Problem: Reproduce the listing below with every occurrence of "airplane" swapped for "aircraft", changing nothing else.

Entries on locating named things:
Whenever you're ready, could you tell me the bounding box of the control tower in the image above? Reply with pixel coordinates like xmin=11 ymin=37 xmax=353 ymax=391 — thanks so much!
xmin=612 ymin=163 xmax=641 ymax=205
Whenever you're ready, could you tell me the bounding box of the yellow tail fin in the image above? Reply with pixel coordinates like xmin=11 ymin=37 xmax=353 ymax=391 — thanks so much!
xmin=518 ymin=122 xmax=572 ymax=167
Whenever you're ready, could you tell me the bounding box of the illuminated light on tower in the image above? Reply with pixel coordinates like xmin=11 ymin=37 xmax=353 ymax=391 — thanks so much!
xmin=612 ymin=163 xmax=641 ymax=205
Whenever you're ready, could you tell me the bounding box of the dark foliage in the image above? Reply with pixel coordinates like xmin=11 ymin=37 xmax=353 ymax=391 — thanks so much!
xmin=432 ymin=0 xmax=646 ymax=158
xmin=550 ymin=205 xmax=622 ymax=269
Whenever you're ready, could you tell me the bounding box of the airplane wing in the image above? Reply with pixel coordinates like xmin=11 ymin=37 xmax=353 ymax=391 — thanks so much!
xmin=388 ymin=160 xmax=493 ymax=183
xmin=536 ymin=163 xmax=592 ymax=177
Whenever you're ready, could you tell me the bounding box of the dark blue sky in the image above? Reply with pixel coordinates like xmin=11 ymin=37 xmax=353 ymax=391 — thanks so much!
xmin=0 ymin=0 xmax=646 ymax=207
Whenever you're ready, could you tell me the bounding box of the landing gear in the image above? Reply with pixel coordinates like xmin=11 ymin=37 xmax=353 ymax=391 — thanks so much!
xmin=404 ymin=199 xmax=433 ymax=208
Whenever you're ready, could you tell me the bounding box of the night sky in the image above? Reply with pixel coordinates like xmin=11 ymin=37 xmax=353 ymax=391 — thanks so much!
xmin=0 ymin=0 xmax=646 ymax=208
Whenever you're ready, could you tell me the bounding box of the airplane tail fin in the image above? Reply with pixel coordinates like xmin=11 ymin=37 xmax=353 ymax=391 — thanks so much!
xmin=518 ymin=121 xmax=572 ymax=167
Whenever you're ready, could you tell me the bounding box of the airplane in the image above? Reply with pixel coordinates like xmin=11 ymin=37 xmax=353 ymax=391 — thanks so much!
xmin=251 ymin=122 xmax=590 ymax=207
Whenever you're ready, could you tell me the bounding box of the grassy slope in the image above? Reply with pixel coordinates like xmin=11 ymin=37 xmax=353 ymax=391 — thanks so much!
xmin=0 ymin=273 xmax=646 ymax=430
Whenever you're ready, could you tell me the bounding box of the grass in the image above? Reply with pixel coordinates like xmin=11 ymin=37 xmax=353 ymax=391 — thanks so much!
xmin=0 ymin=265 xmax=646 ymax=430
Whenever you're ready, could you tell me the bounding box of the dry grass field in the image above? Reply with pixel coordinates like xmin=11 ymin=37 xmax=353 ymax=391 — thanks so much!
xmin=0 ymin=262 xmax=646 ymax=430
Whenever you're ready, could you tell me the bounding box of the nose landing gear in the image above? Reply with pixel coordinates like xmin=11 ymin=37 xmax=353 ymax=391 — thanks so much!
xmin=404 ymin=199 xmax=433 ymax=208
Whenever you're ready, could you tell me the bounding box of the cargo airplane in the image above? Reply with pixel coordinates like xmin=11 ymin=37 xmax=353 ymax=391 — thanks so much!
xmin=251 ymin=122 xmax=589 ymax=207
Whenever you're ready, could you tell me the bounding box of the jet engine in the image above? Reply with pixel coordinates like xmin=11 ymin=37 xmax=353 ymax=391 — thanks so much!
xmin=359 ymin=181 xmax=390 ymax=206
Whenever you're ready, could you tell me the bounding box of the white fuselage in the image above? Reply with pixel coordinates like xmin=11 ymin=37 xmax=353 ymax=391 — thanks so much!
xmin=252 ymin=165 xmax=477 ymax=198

Response:
Whenever you're ready, could you tell me the bounding box of the control tower in the image above? Reply with pixel coordinates like xmin=11 ymin=37 xmax=353 ymax=391 — thanks so much!
xmin=612 ymin=163 xmax=641 ymax=205
Whenever you're ready, could you tell me the bounding box of the yellow tail fin in the image above? Reply with pixel coordinates like xmin=11 ymin=37 xmax=353 ymax=391 — thanks so much!
xmin=518 ymin=122 xmax=572 ymax=167
Whenever you're ready, could you tell me the bounding box of the illuminated light on tower in the image above? Reply with pixel coordinates like xmin=11 ymin=37 xmax=353 ymax=391 — thanks so much!
xmin=612 ymin=163 xmax=641 ymax=205
Whenever you're ready, could you tell me the bounding box of the dark foliage in the image above? Reply with pixel coordinates like xmin=11 ymin=37 xmax=353 ymax=391 — thanks so much!
xmin=432 ymin=0 xmax=646 ymax=158
xmin=550 ymin=205 xmax=622 ymax=269
Whenever you're ready, could you tell me the bounding box of the aircraft wing in the image above? Reply with pixel coordinates like xmin=11 ymin=37 xmax=353 ymax=391 — thanks so much!
xmin=388 ymin=160 xmax=493 ymax=183
xmin=536 ymin=163 xmax=592 ymax=177
Whenever you're ready, could you tell me the bounding box of the dark blue sky in the image above? Reply with pixel coordinates like xmin=11 ymin=37 xmax=353 ymax=391 — thanks so much!
xmin=0 ymin=0 xmax=646 ymax=207
Whenever you're ready, could you tell me the bounding box of the landing gear in the image above? Reply with pixel coordinates like xmin=11 ymin=37 xmax=353 ymax=391 — thanks so much!
xmin=404 ymin=199 xmax=433 ymax=208
Whenever you're ready, could you tell me the bounding box of the night sky in the image above? Reply with pixel coordinates like xmin=11 ymin=37 xmax=353 ymax=391 — thanks so much!
xmin=0 ymin=0 xmax=646 ymax=208
Whenever you're ready, could you tell me the bounding box of the aircraft tail fin in the image above? Reply with pixel coordinates like xmin=11 ymin=37 xmax=353 ymax=391 — thanks so much!
xmin=518 ymin=121 xmax=572 ymax=167
Whenever you're ready, could you tell me the bounding box of the aircraft in the image above? Reply with pixel coordinates like xmin=11 ymin=37 xmax=353 ymax=391 — thanks so much!
xmin=251 ymin=122 xmax=590 ymax=207
Whenever you're ready, could you tell me the bounding box of the grassy slope in the image above? Reply with pixel coordinates like xmin=11 ymin=37 xmax=353 ymax=391 — thanks so much!
xmin=0 ymin=273 xmax=646 ymax=430
Whenever you're ready, could you tell me the bounding box of the grass in the image above? Reply with pixel coordinates like xmin=11 ymin=37 xmax=353 ymax=391 — thanks so much!
xmin=0 ymin=265 xmax=646 ymax=430
Whenever you're ready, could you tell me the bounding box of the dry grass field in the image above? Reply with pixel coordinates like xmin=11 ymin=37 xmax=353 ymax=391 — thanks so much!
xmin=0 ymin=262 xmax=646 ymax=430
Whenever you're ready, could you tell me the bounding box of the nose landing gear in the image above? Reply with pixel coordinates like xmin=11 ymin=37 xmax=353 ymax=391 — thanks so much!
xmin=404 ymin=199 xmax=433 ymax=208
Whenever you're ready, could you tell me the bounding box of the cargo aircraft in the image above? Reply with pixel coordinates like xmin=11 ymin=37 xmax=353 ymax=391 — thanks so much!
xmin=251 ymin=122 xmax=589 ymax=207
Whenever you're ready, could you tell me the bounding box of the jet engine in the image above? Reply with pixel coordinates like xmin=11 ymin=37 xmax=353 ymax=391 — thanks so much!
xmin=359 ymin=181 xmax=390 ymax=206
Whenever you're ready, could you tell me the bounding box of the white fuselage in the image above? Reply with pixel coordinates like xmin=11 ymin=37 xmax=353 ymax=391 — thanks so much!
xmin=252 ymin=165 xmax=477 ymax=198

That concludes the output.